Required work:
• a. Print the passage on Bachchan's remarks word for word, starting with "At a time when" and ending after "in creative professions.".
• b. Carry on the passage on Bachchan's remarks, picking up after its final sentence.

At a time when information overload and celebrity endorsements dominate marketing, Bachchan emphasized the importance of credibility. “Authenticity of storytelling and authenticity of intent is something that goes a long way,” he said. “It’ll be dishonest of me to try and sell a product if I don’t use it myself.”
On risk management, he offered a clear rule of thumb: “If you can’t afford it yourself, don’t get into it.”
“That’s the greatest assessment for risk for me,” he said. “Can I afford it? If I don’t, then the risk goes up exponentially.”
On artificial intelligence, Bachchan struck a cautious tone. “AI scares me,” he said candidly. While he sees benefits in areas such as animation and special effects, he warned that misuse could be disruptive in creative professions.
“There’s an imperfection to humanity, which is what we enjoy watching in film,” he said of fully AI-generated content. “Somewhere there’s no soul.”

Dataset records:
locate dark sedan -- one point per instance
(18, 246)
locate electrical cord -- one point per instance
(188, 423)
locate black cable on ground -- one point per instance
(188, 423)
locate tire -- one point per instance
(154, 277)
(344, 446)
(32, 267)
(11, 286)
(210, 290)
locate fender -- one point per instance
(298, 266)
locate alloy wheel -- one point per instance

Answer list:
• a.
At a time when information overload and celebrity endorsements dominate marketing, Bachchan emphasized the importance of credibility. “Authenticity of storytelling and authenticity of intent is something that goes a long way,” he said. “It’ll be dishonest of me to try and sell a product if I don’t use it myself.”
On risk management, he offered a clear rule of thumb: “If you can’t afford it yourself, don’t get into it.”
“That’s the greatest assessment for risk for me,” he said. “Can I afford it? If I don’t, then the risk goes up exponentially.”
On artificial intelligence, Bachchan struck a cautious tone. “AI scares me,” he said candidly. While he sees benefits in areas such as animation and special effects, he warned that misuse could be disruptive in creative professions.

• b.
Rather than trying to replicate Western or Korean storytelling formulas, he argued, Indian cinema should double down on its own identity. “The minute we compromise our Indianness, I think we lose out,” he said. Citing the global success of films like RRR, he added that being “unabashedly Indian” is what sets Indian cinema apart internationally.
If Bachchan spoke about authenticity in business and cinema, the summit’s next session explored authenticity of a different kind: the inner kind. From disciplined risk-taking to emotional resilience, the conversation shifted from boardrooms to ragas, examining how staying true to oneself matters just as much in personal well-being as it does in investment decisions.
India’s classical music tradition may be centuries old, but for sitarist Rishabh Rikhiram Sharam, it has become a personal tool for navigating modern mental health challenges.
Speaking at a live session at ET NOW Global Business Summit, that blended conversation with performance, Sharma reflected on how music helped him through a difficult period during the COVID-19 pandemic. “I think music was very instrumental, no pun intended,” he quipped. “But I think it was a combination of therapy, music, and working out that really helped me get out of that phase that I was in during COVID.”
While he stops short of prescribing music as therapy, he is clear about its impact on his own life. “I feel like music has been keeping me and my mental health in check,” he added.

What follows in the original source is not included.